» EXTRAIT CHOISI
┌────────

Vu la procédure suivante :
Procédure contentieuse antérieure :
M. A... C... a demandé au tribunal administratif de Strasbourg d'annuler l'arrêté du 22 juin 2021 par lequel le préfet du Haut-Rhin a décidé que son droit au séjour ne pouvait être maintenu, l'a obligé à quitter le territoire français sans délai, a fixé le pays de destination et lui a interdit de circuler sur le territoire français pendant un délai de deux ans.
Par un jugement n° 2105591 du 30 novembre 2021, le tribunal administratif de Strasbourg a rejeté sa demande.
Procédure devant la cour :
Par une requête, enregistrée le 20 décembre 2021, M. C..., représenté par Mes Bergmann et Hertrich, demande à la cour :
1°) d'annuler ce jugement du 30 novembre 2021 ;
2°) d'annuler cet arrêté du 22 juin 2021 ;
3°) d'enjoindre au préfet du Haut-Rhin de lui délivrer un titre de séjour ou, subsidiairement, de réexaminer sa situation et de lui délivrer durant l'examen de cette demande une autorisation provisoire de séjour dans un délai de quinze jours à compter de la notification du présent arrêt ;
4°) de mettre à la charge de l'Etat les sommes de 2 000 euros au titre de la première instance et de 2 500 euros au titre de l'appel à verser à son conseil en application de l'article L. 761-1 du code de justice administrative.
Il soutient que :
- l'arrêté est entaché d'incompétence ;
- la décision portant obligation de quitter le territoire français est insuffisamment motivée ;
- le refus de séjour méconnaît l'article L. 233-1 du code de l'entrée et du séjour des étrangers et du droit d'asile dans la mesure où il justifie d'un passeport roumain dont l'authenticité ne peut être mise en doute, exerce la profession de garagiste, dispose de revenus légaux et ne représente donc pas une charge déraisonnable pour le système sociale français ;
- il est entaché d'une erreur de fait dans la mesure où il ne représente plus un trouble grave à l'ordre public ;
- la mesure d'éloignement méconnait les stipulations de l'article 8 de la convention européenne de sauvegarde des droits de l'homme et des libertés fondamentales eu égard à sa situation professionnelle et familiale sur le territoire français ;
- l'interdiction de circulation pendant une durée de deux ans est entachée d'un défaut de motivation ;
- elle est entachée d'une erreur d'appréciation dans la mesure où il réside en France depuis 2010, n'a pas l'objet d'une précédente mesure d'éloignement et a fait des efforts d'insertion et de réinsertion sociale, professionnelle et familiale.

└────────

» CONSIGNE A
Indiquez, s'il vous plaît, si chacune des affirmations suivantes concorde avec l'extrait choisi, en répondant par oui ou par non et en citant mot pour mot les termes de l'extrait qui tranchent. (i) Le tribunal administratif de Strasbourg a rejeté la demande de M. C... par un jugement du 30 novembre 2021. (ii) L'interdiction de circuler sur le territoire français porte sur une durée de trois ans. (iii) La requête devant la cour a été enregistrée le 20 décembre 2021.

» DONNÉES DE TRAVAIL
┌────────

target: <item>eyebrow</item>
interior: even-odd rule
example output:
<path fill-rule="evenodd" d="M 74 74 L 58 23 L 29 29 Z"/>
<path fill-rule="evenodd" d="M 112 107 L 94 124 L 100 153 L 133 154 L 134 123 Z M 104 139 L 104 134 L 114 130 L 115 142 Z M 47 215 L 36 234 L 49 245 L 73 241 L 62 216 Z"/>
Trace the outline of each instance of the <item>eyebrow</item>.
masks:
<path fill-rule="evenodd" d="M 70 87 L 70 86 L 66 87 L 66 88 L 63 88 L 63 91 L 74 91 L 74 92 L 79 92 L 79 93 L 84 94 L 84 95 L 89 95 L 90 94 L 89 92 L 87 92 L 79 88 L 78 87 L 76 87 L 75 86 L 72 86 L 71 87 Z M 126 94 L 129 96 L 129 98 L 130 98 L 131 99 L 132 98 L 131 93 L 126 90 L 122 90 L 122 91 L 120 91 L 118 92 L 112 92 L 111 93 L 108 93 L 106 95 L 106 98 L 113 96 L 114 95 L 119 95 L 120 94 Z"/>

└────────
┌────────

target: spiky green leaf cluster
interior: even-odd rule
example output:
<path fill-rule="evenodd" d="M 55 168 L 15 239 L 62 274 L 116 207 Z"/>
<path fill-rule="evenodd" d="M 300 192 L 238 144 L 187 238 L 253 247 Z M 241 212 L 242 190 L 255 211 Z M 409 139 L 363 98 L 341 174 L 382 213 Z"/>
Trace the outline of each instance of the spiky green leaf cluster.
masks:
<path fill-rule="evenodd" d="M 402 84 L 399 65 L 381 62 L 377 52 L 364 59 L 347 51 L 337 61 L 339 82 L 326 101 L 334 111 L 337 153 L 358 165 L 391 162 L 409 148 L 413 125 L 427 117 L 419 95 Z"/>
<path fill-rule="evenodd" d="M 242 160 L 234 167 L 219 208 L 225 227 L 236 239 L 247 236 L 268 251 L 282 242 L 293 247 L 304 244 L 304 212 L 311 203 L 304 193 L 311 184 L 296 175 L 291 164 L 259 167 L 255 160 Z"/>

└────────

» CONSIGNE B
Relevez chaque ligne des enregistrements ci-dessus qui contient la chaîne « outline ».

» RÉPONSE RÉDIGÉE A
(i) Oui : « Par un jugement n° 2105591 du 30 novembre 2021, le tribunal administratif de Strasbourg a rejeté sa demande. »
(ii) Non : « lui a interdit de circuler sur le territoire français pendant un délai de deux ans ».
(iii) Oui : « Par une requête, enregistrée le 20 décembre 2021 ».

» RÉPONSE RÉDIGÉE B
Trace the outline of each instance of the <item>eyebrow</item>.
Trace the outline of each instance of the spiky green leaf cluster.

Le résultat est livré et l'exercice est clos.